- _TASK PROMPT_:
Copy out all of the records below word for word, keeping every line in its original order.

- _MATERIALS PROVIDED_:
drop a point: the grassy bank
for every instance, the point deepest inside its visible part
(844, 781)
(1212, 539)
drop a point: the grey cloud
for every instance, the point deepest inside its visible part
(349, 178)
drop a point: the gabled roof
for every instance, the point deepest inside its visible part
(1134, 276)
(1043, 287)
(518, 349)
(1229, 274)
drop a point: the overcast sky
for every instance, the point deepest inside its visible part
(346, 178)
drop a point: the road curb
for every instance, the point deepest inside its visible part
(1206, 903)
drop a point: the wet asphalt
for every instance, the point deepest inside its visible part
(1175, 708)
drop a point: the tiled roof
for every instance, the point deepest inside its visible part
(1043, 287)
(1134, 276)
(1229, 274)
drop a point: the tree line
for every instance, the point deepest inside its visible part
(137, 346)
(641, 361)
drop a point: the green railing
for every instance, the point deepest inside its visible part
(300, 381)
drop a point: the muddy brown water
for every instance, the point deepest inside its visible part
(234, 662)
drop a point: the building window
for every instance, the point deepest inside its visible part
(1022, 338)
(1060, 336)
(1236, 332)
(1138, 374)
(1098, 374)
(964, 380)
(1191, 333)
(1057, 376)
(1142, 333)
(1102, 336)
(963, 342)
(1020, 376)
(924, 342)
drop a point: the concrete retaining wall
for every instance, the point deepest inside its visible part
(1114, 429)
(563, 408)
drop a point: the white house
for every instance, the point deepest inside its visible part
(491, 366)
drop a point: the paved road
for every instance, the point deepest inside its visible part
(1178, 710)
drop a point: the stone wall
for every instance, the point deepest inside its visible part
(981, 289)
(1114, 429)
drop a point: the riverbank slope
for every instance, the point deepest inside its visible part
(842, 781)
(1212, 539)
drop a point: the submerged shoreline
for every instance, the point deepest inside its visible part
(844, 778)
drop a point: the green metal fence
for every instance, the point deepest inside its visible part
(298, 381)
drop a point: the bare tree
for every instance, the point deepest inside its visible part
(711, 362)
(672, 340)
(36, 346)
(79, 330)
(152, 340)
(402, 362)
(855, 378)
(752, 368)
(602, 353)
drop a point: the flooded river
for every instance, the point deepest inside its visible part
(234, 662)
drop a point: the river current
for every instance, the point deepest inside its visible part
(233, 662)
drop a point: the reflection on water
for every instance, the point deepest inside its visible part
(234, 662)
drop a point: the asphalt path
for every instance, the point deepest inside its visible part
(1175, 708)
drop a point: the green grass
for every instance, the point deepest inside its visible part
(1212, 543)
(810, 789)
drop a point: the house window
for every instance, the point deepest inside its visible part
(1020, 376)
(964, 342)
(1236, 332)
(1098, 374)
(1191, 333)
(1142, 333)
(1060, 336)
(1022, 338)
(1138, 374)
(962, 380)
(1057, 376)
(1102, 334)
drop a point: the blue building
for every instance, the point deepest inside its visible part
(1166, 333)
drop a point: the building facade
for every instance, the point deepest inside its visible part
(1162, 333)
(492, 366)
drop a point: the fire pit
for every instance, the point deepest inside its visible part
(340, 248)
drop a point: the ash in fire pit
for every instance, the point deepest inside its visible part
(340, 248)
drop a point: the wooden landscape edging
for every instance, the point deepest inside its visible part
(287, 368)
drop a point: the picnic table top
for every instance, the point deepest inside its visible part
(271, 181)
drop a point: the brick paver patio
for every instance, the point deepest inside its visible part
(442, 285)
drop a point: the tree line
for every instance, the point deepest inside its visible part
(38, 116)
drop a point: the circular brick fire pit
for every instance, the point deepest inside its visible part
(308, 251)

- _WRITTEN RESPONSE_:
drop a point: the grassy bank
for every instance, the point deepest inside its visible part
(844, 781)
(1212, 539)
drop a point: the grey cloud
for every instance, the point deepest inside its visible part
(349, 178)
drop a point: the gabled roof
for every instance, the point deepest inside its visible part
(1134, 276)
(1043, 287)
(518, 349)
(1229, 274)
drop a point: the overcast sky
for every instance, the point deepest inside its visible part
(346, 178)
drop a point: the road curb
for every instance, the point deepest inside its visible part
(1206, 903)
drop a point: the wet asphalt
for every instance, the point deepest inside its visible part
(1175, 708)
drop a point: the tiled roof
for every instance, the point deepest inside its visible part
(1043, 287)
(1134, 276)
(1229, 274)
drop a point: the tree line
for every instance, the point deepest inside its visible part
(137, 346)
(641, 361)
drop a point: the green railing
for every instance, the point deepest inside its visible part
(300, 381)
drop a point: the muddy brown water
for every instance, the point deepest inside its visible part
(234, 662)
drop a point: the building window
for every instance, the point deepest inside its visible part
(1022, 338)
(1060, 336)
(1236, 332)
(1138, 374)
(1098, 374)
(964, 380)
(1191, 333)
(1057, 376)
(1142, 333)
(1102, 336)
(963, 342)
(1020, 376)
(924, 342)
drop a point: the concrete retaining wall
for every instance, the point deepest inside its visible part
(1114, 429)
(563, 408)
drop a point: the white house
for every instance, the point deepest inside its visible part
(491, 366)
drop a point: the paved road
for every instance, the point deepest inside its visible part
(1178, 710)
drop a point: the stone wall
for every instance, the point deepest inside its visible part
(981, 289)
(1114, 429)
drop a point: the riverbank slope
for every instance, the point deepest inside its visible part
(842, 781)
(1212, 539)
drop a point: the submerged shoreline
for every instance, the point deepest inside its visible part
(844, 778)
drop a point: the green metal fence
for every instance, the point deepest inside its visible part
(298, 381)
drop a point: the bare tree
for every instance, the point deepest inside its visible part
(711, 362)
(672, 340)
(36, 346)
(79, 330)
(152, 340)
(402, 362)
(855, 378)
(752, 368)
(602, 353)
drop a point: the flooded river
for every instance, the point deepest inside its visible part
(234, 662)
drop a point: the river current
for every instance, the point deepest inside its visible part
(233, 662)
drop a point: the reflection on water
for every instance, the point deepest inside its visible part
(234, 662)
drop a point: the asphalt path
for every instance, the point deepest inside its visible part
(1175, 708)
drop a point: the green grass
for every instance, the point deepest inside its visible part
(1212, 543)
(810, 789)
drop a point: the house window
for every instance, the point deepest inside its visible part
(1020, 376)
(964, 342)
(1236, 332)
(1098, 374)
(1191, 333)
(1142, 333)
(1060, 336)
(1022, 338)
(1138, 374)
(962, 380)
(1057, 376)
(1102, 334)
drop a point: the blue building
for every instance, the point deepest inside its visible part
(1166, 333)
drop a point: the building facade
for every instance, the point deepest inside its visible part
(1162, 333)
(492, 366)
drop a point: the fire pit
for every instance, the point deepest inside its visible part
(340, 248)
drop a point: the ash in fire pit
for every instance, the point deepest inside its visible part
(340, 248)
drop a point: the wooden landscape edging
for every instance, the point deepest inside its visible part
(287, 368)
drop a point: the picnic table top
for every instance, the point deepest inside its visible part
(271, 181)
drop a point: the brick paver patio
for every instance, the point deepest inside its visible part
(442, 285)
drop a point: the tree line
for every instance, the point deepest inside its visible part
(38, 116)
drop a point: the circular brick fire pit
for every instance, the point deepest inside its visible part
(308, 251)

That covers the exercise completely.